▶ [STATED EXERCISE] Recast the lines from the line containing "Search the above image for: teeth" through the end of the records as a JSON list of strings, one string per line, omitting blank lines.
+--
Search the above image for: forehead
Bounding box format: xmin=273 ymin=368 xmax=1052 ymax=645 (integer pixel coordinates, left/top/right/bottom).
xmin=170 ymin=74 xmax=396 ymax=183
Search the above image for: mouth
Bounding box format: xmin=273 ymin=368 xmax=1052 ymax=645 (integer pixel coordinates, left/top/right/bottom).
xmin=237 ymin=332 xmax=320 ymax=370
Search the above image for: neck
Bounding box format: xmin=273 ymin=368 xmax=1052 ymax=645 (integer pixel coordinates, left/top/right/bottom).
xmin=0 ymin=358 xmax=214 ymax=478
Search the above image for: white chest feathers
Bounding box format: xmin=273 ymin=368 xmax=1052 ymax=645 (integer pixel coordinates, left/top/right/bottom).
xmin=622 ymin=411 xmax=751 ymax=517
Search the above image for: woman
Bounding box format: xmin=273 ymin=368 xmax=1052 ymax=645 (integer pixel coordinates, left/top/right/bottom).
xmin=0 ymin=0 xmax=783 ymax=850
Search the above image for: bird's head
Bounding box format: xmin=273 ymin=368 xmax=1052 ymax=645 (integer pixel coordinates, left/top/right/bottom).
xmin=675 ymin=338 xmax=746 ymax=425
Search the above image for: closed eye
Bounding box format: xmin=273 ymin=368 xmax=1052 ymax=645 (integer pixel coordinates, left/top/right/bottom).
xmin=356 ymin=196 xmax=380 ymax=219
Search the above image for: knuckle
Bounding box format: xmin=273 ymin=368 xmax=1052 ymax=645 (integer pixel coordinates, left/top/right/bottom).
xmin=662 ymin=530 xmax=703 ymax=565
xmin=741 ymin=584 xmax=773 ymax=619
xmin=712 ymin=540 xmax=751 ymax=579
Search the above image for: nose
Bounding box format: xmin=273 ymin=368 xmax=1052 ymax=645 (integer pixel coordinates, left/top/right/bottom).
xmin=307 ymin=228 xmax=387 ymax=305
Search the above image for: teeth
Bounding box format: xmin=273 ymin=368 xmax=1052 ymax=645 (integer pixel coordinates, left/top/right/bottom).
+--
▶ [THE SOLUTION]
[
  "Search the above image for: teeth",
  "Bounding box format: xmin=273 ymin=368 xmax=1052 ymax=645 (integer pixel coordinates, left/top/right/bottom)."
]